What is needed ::
Starting with the line below that holds "Report the position of each instance of the gray shirt" and stopping after the line that holds "Report the position of each instance of the man's", transcribe the lines exactly, leaving out all pictures.

Available data ::
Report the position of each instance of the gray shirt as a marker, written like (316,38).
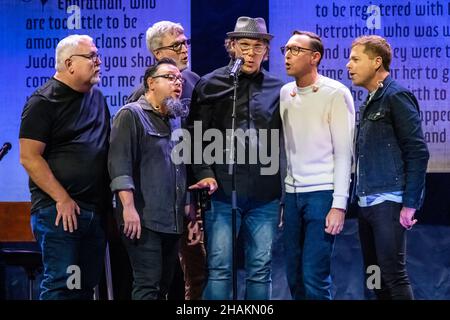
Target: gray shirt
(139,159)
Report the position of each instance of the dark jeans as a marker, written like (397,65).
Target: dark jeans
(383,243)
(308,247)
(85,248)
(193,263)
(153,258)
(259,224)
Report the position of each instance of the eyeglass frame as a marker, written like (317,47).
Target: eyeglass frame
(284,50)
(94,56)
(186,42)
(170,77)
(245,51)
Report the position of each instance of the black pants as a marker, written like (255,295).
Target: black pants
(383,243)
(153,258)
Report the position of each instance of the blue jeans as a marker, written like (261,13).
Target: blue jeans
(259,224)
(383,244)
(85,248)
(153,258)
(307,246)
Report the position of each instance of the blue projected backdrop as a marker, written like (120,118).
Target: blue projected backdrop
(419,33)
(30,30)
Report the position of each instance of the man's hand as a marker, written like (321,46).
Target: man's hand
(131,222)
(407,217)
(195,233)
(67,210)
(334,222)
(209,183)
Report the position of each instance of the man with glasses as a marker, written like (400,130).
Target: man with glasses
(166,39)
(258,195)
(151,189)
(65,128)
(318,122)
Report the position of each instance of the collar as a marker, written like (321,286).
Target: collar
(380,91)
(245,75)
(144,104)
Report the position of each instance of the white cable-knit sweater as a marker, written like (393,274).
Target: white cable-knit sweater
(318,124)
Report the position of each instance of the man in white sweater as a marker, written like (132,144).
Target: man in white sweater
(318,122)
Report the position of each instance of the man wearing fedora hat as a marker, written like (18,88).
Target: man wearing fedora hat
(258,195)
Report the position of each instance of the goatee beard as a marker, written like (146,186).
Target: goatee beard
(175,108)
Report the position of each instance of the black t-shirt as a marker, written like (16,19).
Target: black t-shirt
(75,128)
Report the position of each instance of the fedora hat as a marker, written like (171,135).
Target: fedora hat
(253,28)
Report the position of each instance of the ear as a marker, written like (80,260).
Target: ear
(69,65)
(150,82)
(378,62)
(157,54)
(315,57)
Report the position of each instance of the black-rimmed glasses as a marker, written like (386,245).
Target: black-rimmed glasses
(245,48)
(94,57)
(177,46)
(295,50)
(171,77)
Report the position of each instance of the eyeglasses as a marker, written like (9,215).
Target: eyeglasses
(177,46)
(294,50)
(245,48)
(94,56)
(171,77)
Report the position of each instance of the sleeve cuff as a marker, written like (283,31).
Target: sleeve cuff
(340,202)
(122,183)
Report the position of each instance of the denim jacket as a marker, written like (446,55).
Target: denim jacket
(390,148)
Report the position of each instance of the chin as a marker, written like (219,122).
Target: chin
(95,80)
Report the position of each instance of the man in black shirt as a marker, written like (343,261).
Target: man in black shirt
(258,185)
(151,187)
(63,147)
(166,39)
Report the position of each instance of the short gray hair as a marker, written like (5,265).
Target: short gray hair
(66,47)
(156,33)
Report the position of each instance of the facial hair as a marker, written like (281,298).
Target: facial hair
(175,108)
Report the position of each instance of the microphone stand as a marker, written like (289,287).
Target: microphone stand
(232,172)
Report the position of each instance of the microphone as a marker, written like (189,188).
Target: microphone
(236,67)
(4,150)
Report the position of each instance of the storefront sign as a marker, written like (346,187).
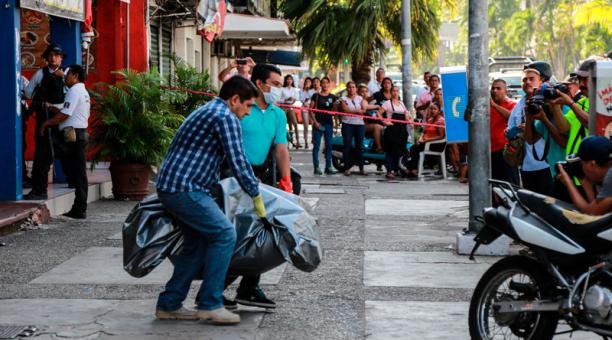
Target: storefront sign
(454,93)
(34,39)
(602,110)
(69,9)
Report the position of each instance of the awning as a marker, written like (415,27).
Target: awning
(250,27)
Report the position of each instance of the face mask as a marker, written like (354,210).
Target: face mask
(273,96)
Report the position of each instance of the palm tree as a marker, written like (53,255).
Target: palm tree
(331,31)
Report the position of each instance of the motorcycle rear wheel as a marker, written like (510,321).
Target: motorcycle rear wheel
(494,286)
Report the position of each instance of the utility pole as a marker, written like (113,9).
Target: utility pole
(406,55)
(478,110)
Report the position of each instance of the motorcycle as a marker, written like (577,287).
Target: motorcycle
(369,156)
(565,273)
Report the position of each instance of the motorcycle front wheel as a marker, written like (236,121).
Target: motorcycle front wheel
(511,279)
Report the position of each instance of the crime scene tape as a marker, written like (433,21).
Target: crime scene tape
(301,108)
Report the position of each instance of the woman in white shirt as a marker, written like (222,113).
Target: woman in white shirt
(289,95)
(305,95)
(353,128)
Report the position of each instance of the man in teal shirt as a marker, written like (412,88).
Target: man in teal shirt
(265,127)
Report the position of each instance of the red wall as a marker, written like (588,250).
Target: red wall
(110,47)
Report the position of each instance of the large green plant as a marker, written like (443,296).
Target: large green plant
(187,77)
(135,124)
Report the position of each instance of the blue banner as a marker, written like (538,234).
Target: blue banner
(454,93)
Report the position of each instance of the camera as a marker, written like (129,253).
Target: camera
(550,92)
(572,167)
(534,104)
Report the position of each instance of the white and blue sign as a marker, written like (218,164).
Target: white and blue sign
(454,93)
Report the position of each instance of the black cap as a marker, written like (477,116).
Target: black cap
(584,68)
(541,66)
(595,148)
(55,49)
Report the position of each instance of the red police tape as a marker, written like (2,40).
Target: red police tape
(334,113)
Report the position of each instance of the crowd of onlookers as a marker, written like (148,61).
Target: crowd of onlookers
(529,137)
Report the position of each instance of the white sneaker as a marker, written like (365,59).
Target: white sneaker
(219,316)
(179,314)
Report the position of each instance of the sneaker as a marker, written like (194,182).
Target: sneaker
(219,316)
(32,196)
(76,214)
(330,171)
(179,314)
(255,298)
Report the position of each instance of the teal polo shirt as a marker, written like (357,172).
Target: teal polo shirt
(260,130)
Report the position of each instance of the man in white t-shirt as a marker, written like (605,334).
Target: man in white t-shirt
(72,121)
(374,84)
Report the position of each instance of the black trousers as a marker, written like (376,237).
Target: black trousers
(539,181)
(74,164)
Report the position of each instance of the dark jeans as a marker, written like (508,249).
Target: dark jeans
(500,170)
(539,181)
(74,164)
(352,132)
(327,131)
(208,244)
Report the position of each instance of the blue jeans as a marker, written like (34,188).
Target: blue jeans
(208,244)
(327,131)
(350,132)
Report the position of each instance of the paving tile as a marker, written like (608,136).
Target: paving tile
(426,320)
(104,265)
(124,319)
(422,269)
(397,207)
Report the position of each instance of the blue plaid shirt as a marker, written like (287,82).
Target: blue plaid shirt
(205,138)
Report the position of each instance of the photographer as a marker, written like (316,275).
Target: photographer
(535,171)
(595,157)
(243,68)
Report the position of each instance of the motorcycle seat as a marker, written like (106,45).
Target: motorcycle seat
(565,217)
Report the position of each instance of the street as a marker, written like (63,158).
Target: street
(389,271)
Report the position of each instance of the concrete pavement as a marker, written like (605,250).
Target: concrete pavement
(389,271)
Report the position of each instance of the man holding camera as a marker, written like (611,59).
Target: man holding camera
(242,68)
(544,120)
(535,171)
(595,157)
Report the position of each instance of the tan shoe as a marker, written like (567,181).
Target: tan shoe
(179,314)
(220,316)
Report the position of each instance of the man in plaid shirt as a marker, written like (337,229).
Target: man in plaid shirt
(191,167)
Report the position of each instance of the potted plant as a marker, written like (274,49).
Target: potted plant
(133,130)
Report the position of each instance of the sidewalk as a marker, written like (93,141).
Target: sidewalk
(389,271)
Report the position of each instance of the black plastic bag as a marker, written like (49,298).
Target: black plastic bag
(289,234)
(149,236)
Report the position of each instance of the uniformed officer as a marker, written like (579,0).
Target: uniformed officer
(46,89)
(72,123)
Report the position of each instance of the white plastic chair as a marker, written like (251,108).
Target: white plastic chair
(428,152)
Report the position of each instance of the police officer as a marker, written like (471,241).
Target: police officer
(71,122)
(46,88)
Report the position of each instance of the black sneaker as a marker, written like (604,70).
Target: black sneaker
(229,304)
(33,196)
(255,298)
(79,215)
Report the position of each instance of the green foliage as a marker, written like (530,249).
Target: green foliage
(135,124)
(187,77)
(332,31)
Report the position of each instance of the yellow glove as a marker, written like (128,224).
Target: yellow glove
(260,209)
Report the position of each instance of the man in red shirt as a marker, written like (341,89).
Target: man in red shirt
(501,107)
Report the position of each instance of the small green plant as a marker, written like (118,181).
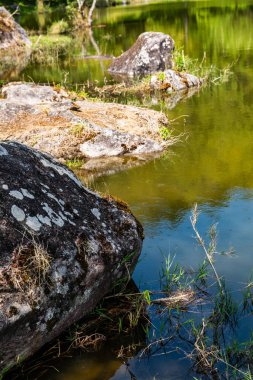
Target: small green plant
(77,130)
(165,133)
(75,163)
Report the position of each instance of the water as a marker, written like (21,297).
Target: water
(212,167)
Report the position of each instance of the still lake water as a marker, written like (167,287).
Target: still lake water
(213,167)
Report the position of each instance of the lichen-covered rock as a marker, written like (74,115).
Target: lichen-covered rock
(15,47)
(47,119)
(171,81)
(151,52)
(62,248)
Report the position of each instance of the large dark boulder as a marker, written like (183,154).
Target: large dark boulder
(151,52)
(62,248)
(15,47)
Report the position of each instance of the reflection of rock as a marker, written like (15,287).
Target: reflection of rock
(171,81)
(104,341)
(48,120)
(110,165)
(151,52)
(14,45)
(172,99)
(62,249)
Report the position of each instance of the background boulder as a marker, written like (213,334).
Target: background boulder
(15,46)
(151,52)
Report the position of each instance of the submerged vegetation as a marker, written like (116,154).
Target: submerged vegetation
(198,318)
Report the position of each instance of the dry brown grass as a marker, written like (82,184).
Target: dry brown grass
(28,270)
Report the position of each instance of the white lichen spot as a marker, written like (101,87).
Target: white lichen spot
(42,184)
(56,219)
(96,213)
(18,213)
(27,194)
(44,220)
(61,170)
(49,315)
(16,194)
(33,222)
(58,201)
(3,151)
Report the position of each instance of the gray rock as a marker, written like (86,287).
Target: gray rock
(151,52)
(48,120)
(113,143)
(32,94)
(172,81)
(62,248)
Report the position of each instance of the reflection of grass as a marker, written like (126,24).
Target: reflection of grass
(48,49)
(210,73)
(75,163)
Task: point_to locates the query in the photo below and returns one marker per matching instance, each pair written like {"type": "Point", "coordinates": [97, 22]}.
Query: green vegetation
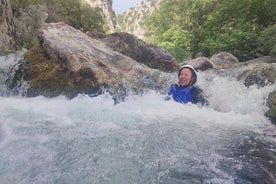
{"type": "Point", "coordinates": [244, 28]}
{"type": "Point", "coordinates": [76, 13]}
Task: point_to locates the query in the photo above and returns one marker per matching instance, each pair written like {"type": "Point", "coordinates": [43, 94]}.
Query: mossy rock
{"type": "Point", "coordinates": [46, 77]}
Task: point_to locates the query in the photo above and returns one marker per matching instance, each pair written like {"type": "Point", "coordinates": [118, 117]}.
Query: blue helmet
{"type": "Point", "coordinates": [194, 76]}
==
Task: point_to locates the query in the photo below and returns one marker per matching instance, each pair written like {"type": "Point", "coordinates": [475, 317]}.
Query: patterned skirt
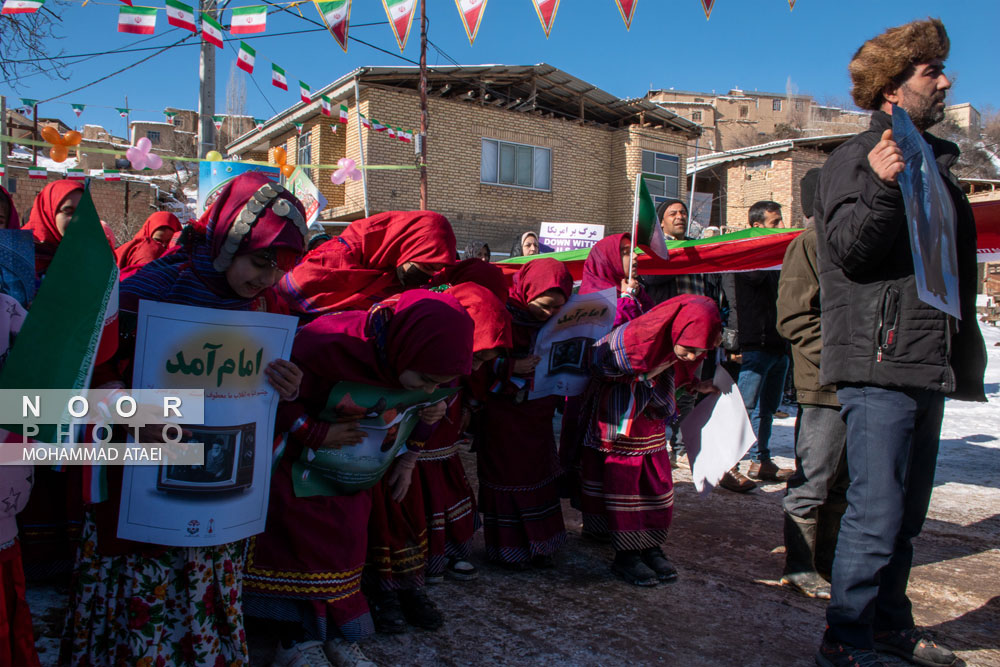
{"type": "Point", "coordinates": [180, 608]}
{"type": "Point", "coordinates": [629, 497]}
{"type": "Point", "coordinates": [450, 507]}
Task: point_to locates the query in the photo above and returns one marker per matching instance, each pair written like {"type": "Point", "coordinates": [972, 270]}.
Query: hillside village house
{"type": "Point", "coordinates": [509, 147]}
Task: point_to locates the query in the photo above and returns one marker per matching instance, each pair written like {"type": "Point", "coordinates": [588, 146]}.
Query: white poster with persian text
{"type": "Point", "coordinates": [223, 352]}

Solution ::
Report the position of each instance of the gray shirt as a marker, written like (316,38).
Target: gray shirt
(139,159)
Report the position of each instance of the dark jeans as a marker, written like (397,65).
Target: dark jeans
(383,243)
(308,247)
(85,248)
(193,263)
(153,258)
(259,224)
Report the position of each instance of the eyeglass frame as a marker, written like (317,47).
Target: eyeglass frame
(284,50)
(94,56)
(186,42)
(170,77)
(245,51)
Report the position of each instance of the black pants as a marker, written like (255,295).
Target: black pants
(383,243)
(153,258)
Report the position of each instance of the blue jeans as a marker, written like (261,13).
Target: blue jeans
(259,224)
(383,244)
(85,248)
(153,258)
(307,246)
Report the position of each instance of the blue projected backdrop as a marker, written like (120,118).
Target: blue projected backdrop
(419,33)
(30,30)
Report the position of each instance of the man's hand as a marker, written like (321,46).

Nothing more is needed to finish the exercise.